(Annotation record excerpts)
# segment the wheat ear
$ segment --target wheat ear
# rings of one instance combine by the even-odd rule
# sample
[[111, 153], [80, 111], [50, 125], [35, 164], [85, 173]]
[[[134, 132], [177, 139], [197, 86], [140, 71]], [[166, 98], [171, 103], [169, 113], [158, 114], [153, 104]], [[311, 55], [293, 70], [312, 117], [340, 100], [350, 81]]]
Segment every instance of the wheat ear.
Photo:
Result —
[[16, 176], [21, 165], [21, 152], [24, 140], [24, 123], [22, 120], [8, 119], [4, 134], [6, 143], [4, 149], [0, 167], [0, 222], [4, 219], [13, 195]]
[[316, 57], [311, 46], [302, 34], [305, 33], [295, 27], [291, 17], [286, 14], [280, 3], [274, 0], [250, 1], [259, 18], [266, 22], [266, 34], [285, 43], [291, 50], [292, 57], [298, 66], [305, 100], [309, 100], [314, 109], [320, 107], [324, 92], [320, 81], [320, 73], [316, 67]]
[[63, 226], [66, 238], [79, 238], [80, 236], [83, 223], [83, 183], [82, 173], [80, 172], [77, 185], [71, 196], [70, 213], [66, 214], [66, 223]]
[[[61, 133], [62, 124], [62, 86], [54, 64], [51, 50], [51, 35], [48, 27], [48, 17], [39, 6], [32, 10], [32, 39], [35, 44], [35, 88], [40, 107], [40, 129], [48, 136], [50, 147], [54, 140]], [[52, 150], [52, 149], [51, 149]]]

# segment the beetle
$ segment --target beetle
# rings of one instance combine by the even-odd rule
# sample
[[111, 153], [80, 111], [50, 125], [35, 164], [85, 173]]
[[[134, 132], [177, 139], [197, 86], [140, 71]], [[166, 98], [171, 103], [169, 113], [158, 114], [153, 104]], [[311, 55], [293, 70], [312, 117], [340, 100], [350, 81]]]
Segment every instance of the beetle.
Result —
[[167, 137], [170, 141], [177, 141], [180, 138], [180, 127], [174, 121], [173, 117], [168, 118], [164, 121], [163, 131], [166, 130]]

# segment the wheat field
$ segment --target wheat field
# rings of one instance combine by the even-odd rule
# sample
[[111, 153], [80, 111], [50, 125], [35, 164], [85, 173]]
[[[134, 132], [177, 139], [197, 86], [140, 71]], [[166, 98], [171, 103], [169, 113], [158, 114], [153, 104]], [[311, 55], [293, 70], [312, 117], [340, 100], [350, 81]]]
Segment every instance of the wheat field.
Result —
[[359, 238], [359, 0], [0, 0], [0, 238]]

## [Problem to solve]
Reproduce the listing above, swapping each occurrence of "wheat ear" for "wheat head" and leaving every other character untouched.

## [Solved problem]
# segment the wheat head
$ segment --target wheat head
# rings of one instance combine by the even-odd rule
# sample
[[111, 153], [80, 111], [50, 125], [35, 164], [85, 173]]
[[[134, 132], [177, 139], [197, 86], [140, 71]], [[166, 98], [171, 103], [169, 113], [158, 114], [153, 104]], [[311, 55], [293, 70], [312, 117], [340, 100], [350, 81]]]
Segment every instance of the wheat head.
Photo:
Result —
[[16, 176], [21, 165], [21, 152], [24, 140], [24, 123], [22, 120], [8, 119], [4, 134], [6, 143], [4, 149], [0, 167], [0, 222], [4, 219], [13, 195]]
[[316, 57], [311, 46], [302, 34], [305, 33], [295, 27], [291, 17], [286, 14], [280, 3], [274, 0], [250, 1], [259, 18], [266, 22], [266, 34], [285, 43], [291, 50], [292, 57], [298, 66], [305, 100], [309, 100], [314, 109], [320, 107], [324, 92], [320, 81], [320, 73], [316, 67]]
[[63, 226], [66, 238], [79, 238], [80, 236], [83, 223], [83, 183], [82, 173], [80, 172], [77, 185], [71, 196], [70, 213], [66, 214], [66, 223]]
[[[61, 133], [62, 124], [62, 86], [54, 64], [51, 50], [51, 35], [48, 27], [48, 17], [39, 6], [32, 10], [32, 39], [35, 44], [35, 88], [40, 107], [40, 129], [48, 136], [50, 147], [54, 140]], [[52, 150], [52, 149], [51, 149]]]

# segment the beetle
$ segment --target beetle
# rings of one instance combine by the even-odd rule
# sample
[[111, 153], [80, 111], [50, 125], [35, 164], [85, 173]]
[[[134, 132], [177, 139], [197, 86], [140, 71]], [[166, 98], [171, 103], [169, 113], [158, 114], [153, 104]], [[311, 55], [293, 70], [312, 117], [340, 100], [350, 81]]]
Segment every instance of the beetle.
Result —
[[167, 137], [170, 141], [177, 141], [180, 138], [180, 127], [174, 121], [173, 117], [168, 118], [164, 121], [163, 131], [166, 130]]

# segment the wheat field
$ segment --target wheat field
# rings of one instance combine by the even-odd rule
# sample
[[111, 153], [80, 111], [50, 125], [35, 164], [85, 173]]
[[[134, 132], [177, 139], [197, 86], [140, 71]], [[166, 98], [171, 103], [169, 113], [158, 114], [153, 104]], [[311, 55], [293, 70], [312, 117], [340, 100], [350, 81]]]
Segment every instance of the wheat field.
Result —
[[359, 238], [359, 0], [0, 0], [0, 238]]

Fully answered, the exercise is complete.